### [Objective]
Please put every line of the records below into a Markdown table with two columns, Row for the row number and Line for the line itself, leaving out blank lines and the pictures.
################
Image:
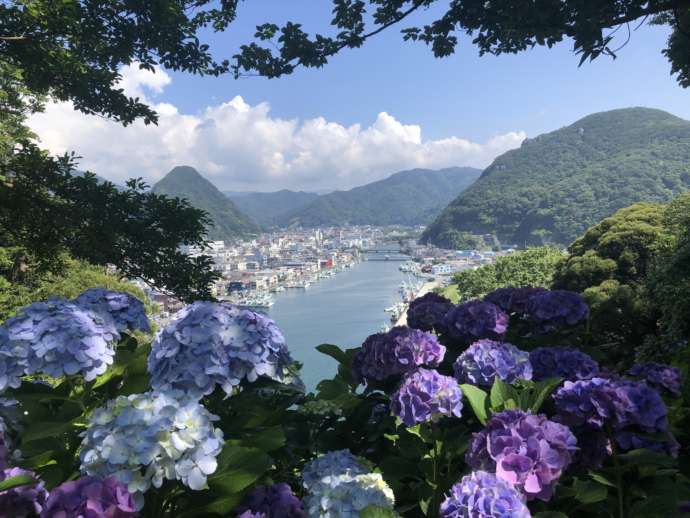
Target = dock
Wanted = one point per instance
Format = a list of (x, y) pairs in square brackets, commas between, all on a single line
[(426, 288)]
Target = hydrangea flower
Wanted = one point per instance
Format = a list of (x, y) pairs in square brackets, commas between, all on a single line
[(475, 320), (425, 395), (22, 501), (552, 310), (628, 408), (276, 501), (483, 495), (484, 360), (90, 497), (143, 439), (57, 338), (512, 300), (427, 312), (562, 362), (396, 352), (210, 344), (526, 450), (339, 485), (127, 311), (658, 376)]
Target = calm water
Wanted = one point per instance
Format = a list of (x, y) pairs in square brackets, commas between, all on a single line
[(342, 310)]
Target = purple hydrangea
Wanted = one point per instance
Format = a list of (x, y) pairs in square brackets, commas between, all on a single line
[(484, 360), (22, 501), (90, 497), (658, 376), (475, 320), (483, 495), (396, 352), (512, 300), (126, 310), (427, 312), (276, 501), (57, 338), (629, 409), (526, 450), (551, 310), (210, 344), (425, 395), (562, 362)]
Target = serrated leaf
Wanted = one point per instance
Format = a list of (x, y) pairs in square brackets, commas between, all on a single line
[(477, 399), (19, 480)]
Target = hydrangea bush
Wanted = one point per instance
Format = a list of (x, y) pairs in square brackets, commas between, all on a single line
[(396, 352), (485, 360), (99, 418)]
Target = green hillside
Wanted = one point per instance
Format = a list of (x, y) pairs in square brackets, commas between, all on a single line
[(268, 208), (558, 184), (228, 221), (406, 198)]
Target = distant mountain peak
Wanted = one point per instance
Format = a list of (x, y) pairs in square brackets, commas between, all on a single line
[(558, 184), (186, 182)]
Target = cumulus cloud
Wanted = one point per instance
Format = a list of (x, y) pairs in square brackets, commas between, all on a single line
[(244, 147)]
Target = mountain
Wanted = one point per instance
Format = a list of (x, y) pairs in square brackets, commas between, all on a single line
[(266, 208), (412, 197), (558, 184), (228, 221)]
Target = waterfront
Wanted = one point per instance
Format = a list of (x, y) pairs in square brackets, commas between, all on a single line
[(342, 310)]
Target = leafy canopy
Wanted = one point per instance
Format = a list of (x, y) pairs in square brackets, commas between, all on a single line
[(509, 26)]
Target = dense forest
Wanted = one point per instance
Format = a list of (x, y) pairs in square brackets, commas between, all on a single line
[(556, 185), (412, 197), (227, 222)]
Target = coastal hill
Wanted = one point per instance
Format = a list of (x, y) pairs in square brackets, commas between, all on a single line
[(412, 197), (556, 185), (228, 221), (268, 208)]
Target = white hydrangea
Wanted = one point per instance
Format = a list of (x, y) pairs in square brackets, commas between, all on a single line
[(340, 485), (144, 439)]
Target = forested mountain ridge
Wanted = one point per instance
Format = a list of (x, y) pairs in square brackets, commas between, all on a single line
[(411, 197), (268, 208), (558, 184), (228, 221)]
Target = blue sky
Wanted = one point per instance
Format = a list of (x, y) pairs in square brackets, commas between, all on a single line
[(536, 91), (370, 112)]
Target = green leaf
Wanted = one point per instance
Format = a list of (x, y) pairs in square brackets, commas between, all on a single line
[(333, 351), (541, 391), (598, 477), (501, 392), (589, 492), (373, 511), (477, 399), (238, 467), (19, 480)]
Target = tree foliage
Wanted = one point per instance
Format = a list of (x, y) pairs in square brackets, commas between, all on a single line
[(532, 267), (494, 27), (23, 282), (47, 210)]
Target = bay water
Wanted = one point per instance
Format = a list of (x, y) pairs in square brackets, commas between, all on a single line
[(341, 310)]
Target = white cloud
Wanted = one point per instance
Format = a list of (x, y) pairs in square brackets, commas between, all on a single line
[(243, 147)]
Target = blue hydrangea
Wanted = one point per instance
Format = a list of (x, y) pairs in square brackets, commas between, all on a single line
[(340, 485), (144, 439), (562, 362), (484, 360), (57, 338), (212, 344), (483, 495), (425, 395), (127, 311)]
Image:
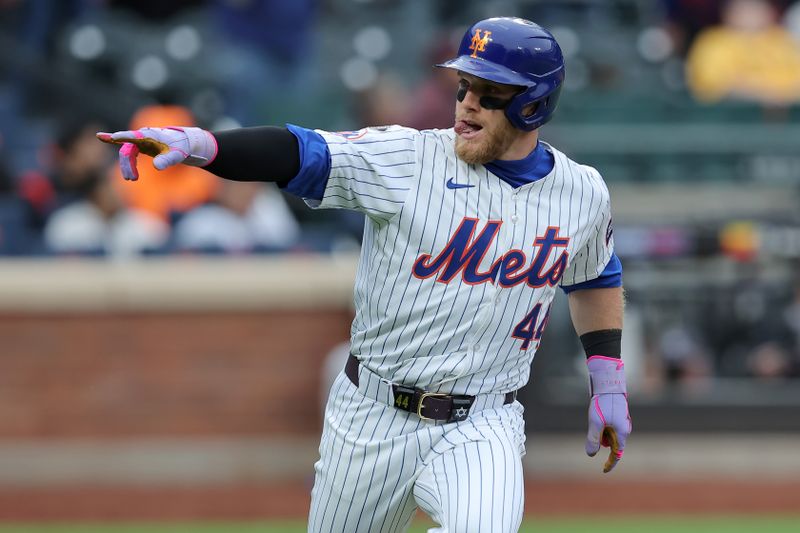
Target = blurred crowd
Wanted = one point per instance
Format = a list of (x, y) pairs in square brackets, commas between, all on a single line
[(74, 67), (71, 68)]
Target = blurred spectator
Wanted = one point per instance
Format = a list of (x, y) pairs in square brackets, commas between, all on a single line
[(171, 192), (386, 102), (91, 216), (156, 11), (263, 52), (432, 101), (791, 20), (769, 361), (101, 224), (686, 18), (246, 217), (749, 57), (683, 357)]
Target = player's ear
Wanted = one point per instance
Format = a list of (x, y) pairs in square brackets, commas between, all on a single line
[(530, 109)]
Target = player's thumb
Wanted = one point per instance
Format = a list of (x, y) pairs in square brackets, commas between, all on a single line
[(595, 432), (171, 158)]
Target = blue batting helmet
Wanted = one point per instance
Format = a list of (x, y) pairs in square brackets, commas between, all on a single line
[(515, 51)]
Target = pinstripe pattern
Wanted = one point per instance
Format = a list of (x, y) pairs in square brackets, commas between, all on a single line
[(377, 463)]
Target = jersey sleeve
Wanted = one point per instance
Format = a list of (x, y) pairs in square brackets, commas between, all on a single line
[(371, 170), (594, 256)]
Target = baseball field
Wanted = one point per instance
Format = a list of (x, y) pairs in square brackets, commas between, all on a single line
[(601, 524)]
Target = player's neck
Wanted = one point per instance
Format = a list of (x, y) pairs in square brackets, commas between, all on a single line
[(522, 146)]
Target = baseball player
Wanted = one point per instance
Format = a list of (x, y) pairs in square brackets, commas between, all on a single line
[(469, 232)]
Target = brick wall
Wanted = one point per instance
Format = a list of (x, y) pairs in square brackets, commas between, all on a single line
[(164, 374)]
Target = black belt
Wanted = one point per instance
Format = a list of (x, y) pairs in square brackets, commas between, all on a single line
[(426, 405)]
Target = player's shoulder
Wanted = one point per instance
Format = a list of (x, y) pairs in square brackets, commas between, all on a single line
[(371, 134)]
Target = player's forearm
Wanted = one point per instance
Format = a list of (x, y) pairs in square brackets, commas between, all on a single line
[(596, 309), (265, 153)]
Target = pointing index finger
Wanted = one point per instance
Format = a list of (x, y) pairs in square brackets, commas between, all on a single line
[(610, 439)]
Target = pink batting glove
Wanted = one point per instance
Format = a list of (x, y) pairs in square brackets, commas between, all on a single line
[(167, 146), (609, 419)]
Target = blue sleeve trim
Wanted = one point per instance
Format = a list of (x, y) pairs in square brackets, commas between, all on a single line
[(610, 277), (315, 164)]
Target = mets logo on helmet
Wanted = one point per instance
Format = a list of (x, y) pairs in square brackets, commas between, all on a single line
[(479, 43)]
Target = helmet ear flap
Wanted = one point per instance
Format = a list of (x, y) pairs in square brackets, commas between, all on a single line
################
### [Response below]
| Row | Line |
|---|---|
| 1 | Image: |
| 2 | Target = dock |
| 3 | Wanted = one point per instance |
| 4 | Format = a list of (x, y) pairs in square brackets, commas between, all on a single line |
| 5 | [(426, 288)] |
| 6 | Target = hydrangea flower |
| 7 | Wanted = one point per instance |
| 8 | Format = a list of (x, y) pairs in square brackets, commas between, all on a single line |
| 9 | [(475, 320), (425, 395), (22, 501), (552, 310), (628, 408), (276, 501), (483, 495), (484, 360), (90, 497), (143, 439), (57, 338), (512, 300), (427, 312), (562, 362), (396, 352), (210, 344), (526, 450), (339, 485), (127, 311), (658, 376)] |
| 10 | Target = calm water |
| 11 | Wanted = one point per instance |
| 12 | Format = a list of (x, y) pairs in square brackets, commas between, all on a single line |
| 13 | [(342, 310)] |
| 14 | Target = purple hydrangea |
| 15 | Wanted = one point per instance |
| 16 | Format = a list of (x, y) pairs in square brackets, commas between, all on a single line |
| 17 | [(484, 360), (22, 501), (90, 497), (658, 376), (475, 320), (483, 495), (396, 352), (512, 300), (126, 310), (427, 312), (276, 501), (57, 338), (629, 409), (526, 450), (551, 310), (210, 344), (425, 395), (562, 362)] |
| 18 | Target = serrated leaf |
| 19 | Wanted = one point per instance |
| 20 | Format = a list of (x, y) pairs in square brackets, commas between, all on a single line |
| 21 | [(477, 399), (19, 480)] |
| 22 | Target = hydrangea bush |
| 23 | Wanted = one point per instance |
| 24 | Format = a list of (x, y) pairs in square brackets, commas between, all on a single line |
| 25 | [(396, 352), (485, 360), (99, 418)] |
| 26 | Target = green hillside |
| 27 | Wanted = one point per instance |
| 28 | Format = a list of (x, y) pairs in square brackets, commas between, all on a single line |
| 29 | [(268, 208), (558, 184), (228, 221), (406, 198)] |
| 30 | Target = distant mountain peak |
| 31 | Wanted = one point per instance |
| 32 | Format = a list of (x, y) pairs in square brackets, commas between, all on a single line |
| 33 | [(558, 184), (186, 182)] |
| 34 | Target = cumulus cloud |
| 35 | Wanted = one point per instance |
| 36 | Format = a list of (x, y) pairs in square brackets, commas between, all on a single line |
| 37 | [(244, 147)] |
| 38 | Target = mountain |
| 39 | Wanted = one point per instance |
| 40 | Format = a list of (x, y) pairs in square brackets, commas between, all on a single line |
| 41 | [(266, 208), (412, 197), (558, 184), (228, 221)] |
| 42 | Target = waterfront |
| 43 | Wanted = one point per instance |
| 44 | Format = a list of (x, y) pairs in square brackets, commas between, all on a single line |
| 45 | [(342, 310)] |
| 46 | Target = leafy canopy |
| 47 | Wanted = one point per instance |
| 48 | Format = a list of (x, y) pairs in square brackets, commas between, all on a single line |
| 49 | [(509, 26)] |
| 50 | Target = dense forest |
| 51 | Wanted = one point per instance |
| 52 | Format = a list of (x, y) pairs in square brackets, commas between, all on a single line |
| 53 | [(556, 185), (412, 197), (227, 222)] |
| 54 | Target = coastal hill |
| 55 | Wanted = one point per instance |
| 56 | Format = a list of (x, y) pairs in square brackets, commas between, all on a single line |
| 57 | [(412, 197), (556, 185), (228, 221), (268, 208)] |
| 58 | Target = white hydrangea |
| 59 | Wanted = one point per instance |
| 60 | Format = a list of (x, y) pairs in square brackets, commas between, all on a single line |
| 61 | [(340, 485), (144, 439)] |
| 62 | Target = forested mountain ridge |
| 63 | Wanted = one point per instance |
| 64 | Format = a list of (x, y) pairs in square brackets, commas between, all on a single line |
| 65 | [(411, 197), (268, 208), (558, 184), (228, 221)] |
| 66 | Target = blue sky |
| 67 | Wanted = one point per instance |
| 68 | Format = a list of (x, y) pairs in square brackets, commas between, all on a single line |
| 69 | [(536, 91), (370, 112)] |
| 70 | Target = green leaf |
| 71 | Wanted = one point per instance |
| 72 | Format = a list of (x, y) pairs in square brackets, commas between, all on a single line |
| 73 | [(333, 351), (541, 391), (598, 477), (501, 392), (589, 492), (373, 511), (477, 399), (238, 467), (19, 480)] |
| 74 | Target = tree foliage |
| 75 | Wanted = one point per instance |
| 76 | Format = a list of (x, y) pairs in square brackets, commas between, all on a single line |
| 77 | [(532, 267), (494, 27), (23, 282), (47, 210)] |
| 78 | Target = bay water |
| 79 | Wanted = one point per instance |
| 80 | Format = a list of (x, y) pairs in square brackets, commas between, all on a single line |
| 81 | [(341, 310)] |
| 82 | Target = white cloud |
| 83 | Wanted = one point per instance |
| 84 | Format = a list of (x, y) pairs in square brackets, commas between, all on a single line |
| 85 | [(243, 147)] |
| 86 | Target = blue hydrangea |
| 87 | Wanted = one point per instance |
| 88 | Format = a list of (x, y) pairs in square brackets, commas between, all on a single line |
| 89 | [(340, 485), (144, 439), (562, 362), (484, 360), (57, 338), (212, 344), (483, 495), (425, 395), (127, 311)] |
| 90 | Image: |
| 91 | Target = blurred crowd |
| 92 | Wanted = one point per instance |
| 93 | Format = a list of (x, y) pairs in square brackets, commas between, all on a single line |
| 94 | [(74, 67), (71, 68)] |
| 95 | Target = blurred spectator |
| 96 | Wanted = one point per instance |
| 97 | Format = a list of (x, y) pairs in square brackets, commas between, all on a single line |
| 98 | [(171, 192), (386, 102), (91, 216), (156, 11), (263, 52), (432, 101), (791, 20), (769, 361), (101, 224), (686, 18), (246, 217), (749, 57), (683, 357)] |
| 99 | Target = player's ear |
| 100 | Wanted = one point per instance |
| 101 | Format = a list of (x, y) pairs in square brackets, commas between, all on a single line |
| 102 | [(530, 109)] |
| 103 | Target = player's thumb |
| 104 | Wanted = one point per instance |
| 105 | Format = a list of (x, y) pairs in square brackets, commas between, all on a single line |
| 106 | [(595, 432), (171, 158)] |
| 107 | Target = blue batting helmet |
| 108 | Wanted = one point per instance |
| 109 | Format = a list of (x, y) pairs in square brackets, commas between, all on a single line |
| 110 | [(515, 51)] |
| 111 | Target = pinstripe pattern |
| 112 | Wanted = one point per instance |
| 113 | Format = a list of (x, y) pairs in square brackets, commas between, all on a single line |
| 114 | [(377, 463)] |
| 115 | Target = jersey sleeve |
| 116 | Wanted = one point per instance |
| 117 | Format = a list of (x, y) pairs in square brackets, commas between, all on a single line |
| 118 | [(371, 170), (594, 256)] |
| 119 | Target = baseball field |
| 120 | Wanted = one point per instance |
| 121 | Format = a list of (x, y) pairs in square brackets, commas between, all on a single line |
| 122 | [(601, 524)] |
| 123 | Target = player's neck |
| 124 | Wanted = one point per instance |
| 125 | Format = a list of (x, y) pairs in square brackets, commas between, all on a single line |
| 126 | [(522, 146)] |
| 127 | Target = baseball player |
| 128 | Wanted = one point per instance |
| 129 | Format = a list of (x, y) pairs in square brackets, commas between, all on a single line |
| 130 | [(469, 232)] |
| 131 | Target = brick wall |
| 132 | Wanted = one point per instance |
| 133 | Format = a list of (x, y) pairs in square brackets, commas between, all on a single line |
| 134 | [(164, 374)] |
| 135 | Target = black belt |
| 136 | Wanted = one point per instance |
| 137 | Format = a list of (x, y) pairs in square brackets, commas between, all on a single line |
| 138 | [(426, 405)] |
| 139 | Target = player's shoulder |
| 140 | Wanted = one point per instance |
| 141 | Format = a list of (x, y) pairs in square brackets, commas between, all on a single line |
| 142 | [(371, 134)] |
| 143 | Target = player's forearm |
| 144 | Wanted = one point per instance |
| 145 | Format = a list of (x, y) pairs in square brackets, commas between, all on a single line |
| 146 | [(596, 309), (265, 153)] |
| 147 | Target = pointing index finger |
| 148 | Wanted = one point per instance |
| 149 | Format = a list of (x, y) pairs in square brackets, commas between, all on a single line |
| 150 | [(610, 439)] |
| 151 | Target = pink batting glove |
| 152 | Wanted = one point per instance |
| 153 | Format = a list of (x, y) pairs in square brackets, commas between, all on a single line |
| 154 | [(167, 146), (609, 419)] |
| 155 | Target = blue sleeve trim |
| 156 | Wanted = one point per instance |
| 157 | Format = a list of (x, y) pairs in square brackets, commas between, all on a single line |
| 158 | [(610, 277), (315, 164)] |
| 159 | Target = mets logo on helmet |
| 160 | Wanted = one point per instance |
| 161 | Format = a list of (x, y) pairs in square brackets, commas between, all on a single line |
| 162 | [(479, 43)] |
| 163 | Target = helmet ear flap |
| 164 | Wanted = one point per instance |
| 165 | Format = a list of (x, y) pairs in square brackets, commas between, all on a single line |